Stored data entries
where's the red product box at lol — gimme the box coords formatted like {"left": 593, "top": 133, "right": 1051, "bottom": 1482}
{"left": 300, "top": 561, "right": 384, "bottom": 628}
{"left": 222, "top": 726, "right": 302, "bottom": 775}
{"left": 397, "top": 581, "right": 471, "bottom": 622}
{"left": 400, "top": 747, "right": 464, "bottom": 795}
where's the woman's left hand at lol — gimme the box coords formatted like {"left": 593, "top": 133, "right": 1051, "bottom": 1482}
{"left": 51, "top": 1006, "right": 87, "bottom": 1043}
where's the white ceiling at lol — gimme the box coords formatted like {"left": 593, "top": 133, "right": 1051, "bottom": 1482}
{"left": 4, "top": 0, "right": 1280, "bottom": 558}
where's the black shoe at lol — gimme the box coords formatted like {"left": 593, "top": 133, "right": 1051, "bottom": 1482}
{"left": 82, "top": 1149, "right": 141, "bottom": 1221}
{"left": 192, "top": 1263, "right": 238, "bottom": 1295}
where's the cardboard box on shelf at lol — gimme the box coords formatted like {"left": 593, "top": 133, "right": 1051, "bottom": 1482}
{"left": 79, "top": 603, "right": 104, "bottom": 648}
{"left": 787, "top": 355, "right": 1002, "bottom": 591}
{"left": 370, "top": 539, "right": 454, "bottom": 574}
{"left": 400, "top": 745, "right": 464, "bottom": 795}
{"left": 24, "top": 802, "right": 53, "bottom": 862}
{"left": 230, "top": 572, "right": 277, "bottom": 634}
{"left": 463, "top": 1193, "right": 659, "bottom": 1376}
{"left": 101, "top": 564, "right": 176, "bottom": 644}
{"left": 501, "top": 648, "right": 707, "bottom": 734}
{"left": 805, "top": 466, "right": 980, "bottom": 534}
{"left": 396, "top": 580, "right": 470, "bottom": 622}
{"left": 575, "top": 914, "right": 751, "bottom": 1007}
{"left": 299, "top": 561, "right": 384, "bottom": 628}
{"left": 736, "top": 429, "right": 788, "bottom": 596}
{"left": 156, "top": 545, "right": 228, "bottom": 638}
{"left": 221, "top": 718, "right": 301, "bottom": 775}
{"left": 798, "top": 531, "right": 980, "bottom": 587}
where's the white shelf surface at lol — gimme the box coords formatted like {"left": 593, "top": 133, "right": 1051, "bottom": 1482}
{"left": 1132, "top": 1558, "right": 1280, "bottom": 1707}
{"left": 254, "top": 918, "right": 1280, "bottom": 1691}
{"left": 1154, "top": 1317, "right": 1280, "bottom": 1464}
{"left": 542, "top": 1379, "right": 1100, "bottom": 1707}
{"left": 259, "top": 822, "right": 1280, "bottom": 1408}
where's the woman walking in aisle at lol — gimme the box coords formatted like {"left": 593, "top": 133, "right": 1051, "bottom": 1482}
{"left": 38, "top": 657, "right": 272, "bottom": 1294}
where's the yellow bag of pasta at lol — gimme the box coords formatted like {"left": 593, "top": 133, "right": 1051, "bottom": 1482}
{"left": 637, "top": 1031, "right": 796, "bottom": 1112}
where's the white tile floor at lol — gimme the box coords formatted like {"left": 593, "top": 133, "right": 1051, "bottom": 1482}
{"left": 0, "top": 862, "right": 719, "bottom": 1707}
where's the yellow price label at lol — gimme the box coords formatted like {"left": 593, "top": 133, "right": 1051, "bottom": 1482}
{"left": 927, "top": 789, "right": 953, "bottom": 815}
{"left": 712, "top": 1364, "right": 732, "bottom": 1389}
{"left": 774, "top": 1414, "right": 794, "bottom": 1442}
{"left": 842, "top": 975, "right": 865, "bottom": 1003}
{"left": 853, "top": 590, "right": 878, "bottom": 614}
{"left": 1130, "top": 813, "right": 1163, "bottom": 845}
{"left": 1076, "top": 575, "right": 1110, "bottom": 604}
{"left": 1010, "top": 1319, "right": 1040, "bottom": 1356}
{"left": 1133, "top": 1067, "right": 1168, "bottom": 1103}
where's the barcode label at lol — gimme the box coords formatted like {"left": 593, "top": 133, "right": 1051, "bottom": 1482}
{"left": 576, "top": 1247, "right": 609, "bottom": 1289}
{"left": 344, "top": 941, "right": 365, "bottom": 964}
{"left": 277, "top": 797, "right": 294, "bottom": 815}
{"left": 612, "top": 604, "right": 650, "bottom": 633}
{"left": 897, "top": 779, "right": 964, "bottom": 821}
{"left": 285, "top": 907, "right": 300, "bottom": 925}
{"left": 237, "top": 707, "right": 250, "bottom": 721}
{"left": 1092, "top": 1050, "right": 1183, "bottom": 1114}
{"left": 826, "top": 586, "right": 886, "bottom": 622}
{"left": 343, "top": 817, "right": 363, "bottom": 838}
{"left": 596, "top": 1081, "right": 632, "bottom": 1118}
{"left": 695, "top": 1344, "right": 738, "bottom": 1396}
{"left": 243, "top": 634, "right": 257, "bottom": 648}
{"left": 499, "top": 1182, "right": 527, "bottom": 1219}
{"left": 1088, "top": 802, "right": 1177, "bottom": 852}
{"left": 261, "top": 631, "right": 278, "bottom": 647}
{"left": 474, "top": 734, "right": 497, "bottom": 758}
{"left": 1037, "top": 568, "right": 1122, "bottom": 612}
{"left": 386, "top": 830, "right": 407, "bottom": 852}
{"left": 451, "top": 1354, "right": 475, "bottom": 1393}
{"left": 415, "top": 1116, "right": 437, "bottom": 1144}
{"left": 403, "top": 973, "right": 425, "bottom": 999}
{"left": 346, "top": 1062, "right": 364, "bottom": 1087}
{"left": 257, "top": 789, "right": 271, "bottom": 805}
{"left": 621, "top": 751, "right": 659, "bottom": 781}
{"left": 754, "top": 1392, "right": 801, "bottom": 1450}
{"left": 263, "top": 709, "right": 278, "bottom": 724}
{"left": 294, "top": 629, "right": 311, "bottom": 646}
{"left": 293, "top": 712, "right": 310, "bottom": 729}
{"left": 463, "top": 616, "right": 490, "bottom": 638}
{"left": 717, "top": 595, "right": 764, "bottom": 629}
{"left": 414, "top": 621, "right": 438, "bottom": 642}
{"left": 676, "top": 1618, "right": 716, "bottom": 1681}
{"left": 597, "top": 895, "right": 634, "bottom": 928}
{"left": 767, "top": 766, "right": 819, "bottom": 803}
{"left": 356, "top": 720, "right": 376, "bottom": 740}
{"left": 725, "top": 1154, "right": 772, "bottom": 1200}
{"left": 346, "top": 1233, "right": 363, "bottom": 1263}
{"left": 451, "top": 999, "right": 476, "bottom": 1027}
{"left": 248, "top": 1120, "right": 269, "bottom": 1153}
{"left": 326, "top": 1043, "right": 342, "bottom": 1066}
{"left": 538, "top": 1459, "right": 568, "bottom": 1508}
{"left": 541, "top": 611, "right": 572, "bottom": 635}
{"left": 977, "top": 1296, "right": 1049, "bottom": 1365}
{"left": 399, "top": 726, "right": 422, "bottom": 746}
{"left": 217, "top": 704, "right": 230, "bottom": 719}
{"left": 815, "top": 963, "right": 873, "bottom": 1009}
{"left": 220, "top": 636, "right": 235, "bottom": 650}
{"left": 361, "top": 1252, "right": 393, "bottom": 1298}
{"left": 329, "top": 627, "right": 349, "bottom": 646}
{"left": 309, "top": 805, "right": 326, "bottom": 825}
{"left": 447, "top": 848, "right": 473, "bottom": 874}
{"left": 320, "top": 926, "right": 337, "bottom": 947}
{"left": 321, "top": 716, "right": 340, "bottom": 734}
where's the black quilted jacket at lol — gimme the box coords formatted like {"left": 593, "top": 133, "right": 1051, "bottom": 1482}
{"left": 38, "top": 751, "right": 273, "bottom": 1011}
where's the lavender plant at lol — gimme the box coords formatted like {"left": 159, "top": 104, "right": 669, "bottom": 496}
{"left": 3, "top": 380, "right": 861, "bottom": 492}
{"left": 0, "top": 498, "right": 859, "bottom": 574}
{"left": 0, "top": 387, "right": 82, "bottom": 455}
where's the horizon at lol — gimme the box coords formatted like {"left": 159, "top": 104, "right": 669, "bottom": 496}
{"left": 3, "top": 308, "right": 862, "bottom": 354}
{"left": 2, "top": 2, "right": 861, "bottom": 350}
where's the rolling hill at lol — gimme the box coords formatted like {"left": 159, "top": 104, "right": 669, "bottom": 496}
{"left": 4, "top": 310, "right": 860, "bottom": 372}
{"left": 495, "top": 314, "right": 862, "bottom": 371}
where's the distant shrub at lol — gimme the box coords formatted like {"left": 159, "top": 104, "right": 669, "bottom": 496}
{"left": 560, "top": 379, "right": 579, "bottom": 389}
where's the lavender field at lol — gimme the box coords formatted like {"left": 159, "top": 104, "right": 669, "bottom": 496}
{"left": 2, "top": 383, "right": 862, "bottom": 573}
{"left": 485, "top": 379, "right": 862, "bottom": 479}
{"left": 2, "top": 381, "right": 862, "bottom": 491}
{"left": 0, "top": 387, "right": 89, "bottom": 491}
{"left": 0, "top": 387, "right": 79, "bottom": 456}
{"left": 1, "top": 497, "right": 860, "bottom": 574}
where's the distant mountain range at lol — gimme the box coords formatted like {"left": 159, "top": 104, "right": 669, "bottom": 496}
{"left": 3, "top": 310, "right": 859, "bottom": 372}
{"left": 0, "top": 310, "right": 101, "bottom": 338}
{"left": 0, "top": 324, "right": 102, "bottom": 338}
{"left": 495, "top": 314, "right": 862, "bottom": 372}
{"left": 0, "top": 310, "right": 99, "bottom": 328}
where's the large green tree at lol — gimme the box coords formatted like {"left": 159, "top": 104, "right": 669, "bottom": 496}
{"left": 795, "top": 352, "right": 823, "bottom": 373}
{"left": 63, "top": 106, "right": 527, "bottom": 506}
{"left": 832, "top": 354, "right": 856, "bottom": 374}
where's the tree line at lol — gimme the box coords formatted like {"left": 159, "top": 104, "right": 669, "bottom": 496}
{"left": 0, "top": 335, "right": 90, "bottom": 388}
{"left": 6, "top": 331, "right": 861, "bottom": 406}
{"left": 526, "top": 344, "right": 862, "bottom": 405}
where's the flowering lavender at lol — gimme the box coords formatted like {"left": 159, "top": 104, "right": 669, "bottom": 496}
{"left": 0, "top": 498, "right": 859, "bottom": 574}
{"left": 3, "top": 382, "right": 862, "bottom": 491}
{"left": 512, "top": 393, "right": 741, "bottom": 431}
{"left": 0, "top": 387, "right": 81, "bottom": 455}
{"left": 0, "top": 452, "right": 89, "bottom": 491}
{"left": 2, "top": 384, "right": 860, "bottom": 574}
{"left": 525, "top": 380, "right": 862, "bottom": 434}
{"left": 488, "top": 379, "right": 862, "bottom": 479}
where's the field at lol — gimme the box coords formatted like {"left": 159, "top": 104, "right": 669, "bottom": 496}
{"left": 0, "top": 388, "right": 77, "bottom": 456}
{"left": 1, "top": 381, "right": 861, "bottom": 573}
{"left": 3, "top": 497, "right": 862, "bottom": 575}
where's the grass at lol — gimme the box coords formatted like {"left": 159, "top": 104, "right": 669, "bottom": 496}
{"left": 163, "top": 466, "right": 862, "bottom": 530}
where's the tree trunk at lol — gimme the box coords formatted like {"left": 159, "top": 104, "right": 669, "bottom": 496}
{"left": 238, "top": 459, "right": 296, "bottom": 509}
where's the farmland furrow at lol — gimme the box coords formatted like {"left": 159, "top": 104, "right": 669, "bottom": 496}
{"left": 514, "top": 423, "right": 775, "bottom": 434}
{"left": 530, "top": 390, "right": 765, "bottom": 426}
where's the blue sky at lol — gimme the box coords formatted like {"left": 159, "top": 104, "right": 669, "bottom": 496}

▸ **WHAT IS REQUIRED**: Every line from the one containing "where's the tree trunk" through the last line of the entries should be output exactly; nothing else belongs in the reply.

▸ **SOLUTION TO THIS EXERCISE**:
where's the tree trunk at lol — gimme the box coords formatted like {"left": 159, "top": 104, "right": 669, "bottom": 496}
{"left": 238, "top": 459, "right": 296, "bottom": 509}
where's the farmland furrow at lol — gimme the box coords formatted like {"left": 159, "top": 104, "right": 669, "bottom": 496}
{"left": 514, "top": 423, "right": 775, "bottom": 434}
{"left": 530, "top": 390, "right": 765, "bottom": 426}
where's the blue sky at lol — gimme the box coords formatted like {"left": 159, "top": 104, "right": 669, "bottom": 496}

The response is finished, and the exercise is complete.